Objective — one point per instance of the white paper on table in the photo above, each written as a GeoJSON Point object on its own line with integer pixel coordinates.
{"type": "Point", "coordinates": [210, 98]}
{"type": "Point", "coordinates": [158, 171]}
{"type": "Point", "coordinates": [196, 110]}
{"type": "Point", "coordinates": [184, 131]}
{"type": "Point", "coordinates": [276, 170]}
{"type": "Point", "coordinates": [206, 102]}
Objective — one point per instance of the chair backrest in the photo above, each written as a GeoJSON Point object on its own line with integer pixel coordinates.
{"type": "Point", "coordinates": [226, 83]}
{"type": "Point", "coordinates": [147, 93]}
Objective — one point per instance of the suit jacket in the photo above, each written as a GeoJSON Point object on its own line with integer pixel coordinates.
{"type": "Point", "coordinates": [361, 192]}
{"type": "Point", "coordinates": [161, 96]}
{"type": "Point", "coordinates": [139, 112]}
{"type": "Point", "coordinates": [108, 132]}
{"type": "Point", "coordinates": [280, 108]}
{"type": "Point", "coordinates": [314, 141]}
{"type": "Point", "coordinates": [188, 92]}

•••

● Exercise goal: Write the material out again word for word.

● Exercise answer:
Objective — one point per instance of the white paper on table in the photo above, each written as a GeoJSON Point object on its own line with integer pixel coordinates.
{"type": "Point", "coordinates": [210, 98]}
{"type": "Point", "coordinates": [158, 171]}
{"type": "Point", "coordinates": [196, 110]}
{"type": "Point", "coordinates": [184, 131]}
{"type": "Point", "coordinates": [276, 170]}
{"type": "Point", "coordinates": [206, 102]}
Objective — one point per instance of the chair backrest in the photo above, each written as a GeoJSON Point object on its own line with integer pixel coordinates.
{"type": "Point", "coordinates": [226, 83]}
{"type": "Point", "coordinates": [147, 93]}
Objective — one point per instance of the suit jacket in the photo above, each written as a GeoJSON Point object on its own line with integer pixel coordinates.
{"type": "Point", "coordinates": [361, 192]}
{"type": "Point", "coordinates": [161, 96]}
{"type": "Point", "coordinates": [139, 112]}
{"type": "Point", "coordinates": [108, 132]}
{"type": "Point", "coordinates": [280, 108]}
{"type": "Point", "coordinates": [314, 141]}
{"type": "Point", "coordinates": [188, 92]}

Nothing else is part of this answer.